[Records contained in a dataset]
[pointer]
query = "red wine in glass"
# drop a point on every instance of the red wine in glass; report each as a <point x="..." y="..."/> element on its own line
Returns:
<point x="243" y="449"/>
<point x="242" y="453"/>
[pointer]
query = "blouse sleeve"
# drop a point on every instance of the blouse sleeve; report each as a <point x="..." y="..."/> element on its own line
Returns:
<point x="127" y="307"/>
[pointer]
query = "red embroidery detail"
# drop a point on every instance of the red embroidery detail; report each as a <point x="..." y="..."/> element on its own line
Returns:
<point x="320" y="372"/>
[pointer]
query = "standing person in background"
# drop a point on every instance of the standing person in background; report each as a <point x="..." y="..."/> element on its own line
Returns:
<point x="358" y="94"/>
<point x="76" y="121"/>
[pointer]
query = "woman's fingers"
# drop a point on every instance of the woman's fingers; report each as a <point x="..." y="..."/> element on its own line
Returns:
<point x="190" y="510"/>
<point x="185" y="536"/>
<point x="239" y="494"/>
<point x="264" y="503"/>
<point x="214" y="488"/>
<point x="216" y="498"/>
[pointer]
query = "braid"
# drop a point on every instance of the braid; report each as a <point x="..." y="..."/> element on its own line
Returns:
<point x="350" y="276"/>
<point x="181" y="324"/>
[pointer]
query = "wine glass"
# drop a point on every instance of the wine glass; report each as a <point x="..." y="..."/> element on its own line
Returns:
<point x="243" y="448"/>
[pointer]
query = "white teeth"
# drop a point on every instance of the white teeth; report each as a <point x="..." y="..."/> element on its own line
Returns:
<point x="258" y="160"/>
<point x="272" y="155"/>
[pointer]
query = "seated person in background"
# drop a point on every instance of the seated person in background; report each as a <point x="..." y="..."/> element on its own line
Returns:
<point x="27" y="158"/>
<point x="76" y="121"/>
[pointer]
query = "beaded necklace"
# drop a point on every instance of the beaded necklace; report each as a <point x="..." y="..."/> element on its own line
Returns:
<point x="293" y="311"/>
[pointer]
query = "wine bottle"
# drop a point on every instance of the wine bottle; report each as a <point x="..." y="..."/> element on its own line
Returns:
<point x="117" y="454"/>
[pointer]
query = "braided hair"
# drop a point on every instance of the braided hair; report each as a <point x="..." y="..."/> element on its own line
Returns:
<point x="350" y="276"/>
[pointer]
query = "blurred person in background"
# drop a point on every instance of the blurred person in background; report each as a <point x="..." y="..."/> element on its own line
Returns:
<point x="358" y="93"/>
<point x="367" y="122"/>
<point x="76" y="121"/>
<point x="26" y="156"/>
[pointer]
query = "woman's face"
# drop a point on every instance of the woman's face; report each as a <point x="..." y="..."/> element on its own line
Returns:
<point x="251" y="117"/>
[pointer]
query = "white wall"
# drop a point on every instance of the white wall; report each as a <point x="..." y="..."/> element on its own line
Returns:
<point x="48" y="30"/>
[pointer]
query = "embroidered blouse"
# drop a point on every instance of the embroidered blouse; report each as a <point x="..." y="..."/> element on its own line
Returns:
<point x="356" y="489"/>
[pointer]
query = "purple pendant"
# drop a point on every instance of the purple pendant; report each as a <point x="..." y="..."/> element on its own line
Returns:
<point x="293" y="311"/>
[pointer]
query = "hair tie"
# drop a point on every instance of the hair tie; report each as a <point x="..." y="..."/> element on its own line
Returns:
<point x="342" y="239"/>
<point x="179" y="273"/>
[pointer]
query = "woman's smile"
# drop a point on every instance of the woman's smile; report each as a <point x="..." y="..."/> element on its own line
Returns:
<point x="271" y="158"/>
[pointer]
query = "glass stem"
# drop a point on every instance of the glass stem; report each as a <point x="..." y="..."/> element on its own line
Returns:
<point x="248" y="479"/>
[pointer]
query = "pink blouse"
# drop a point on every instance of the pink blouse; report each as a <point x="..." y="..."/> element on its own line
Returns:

### Exercise aim
Please go through the data above and copy every line that has the word "fingers".

### Exercise answer
query = "woman's fingers"
# drop a point on every instance of the woman's fingers; report each as a <point x="..." y="..."/> element on its own line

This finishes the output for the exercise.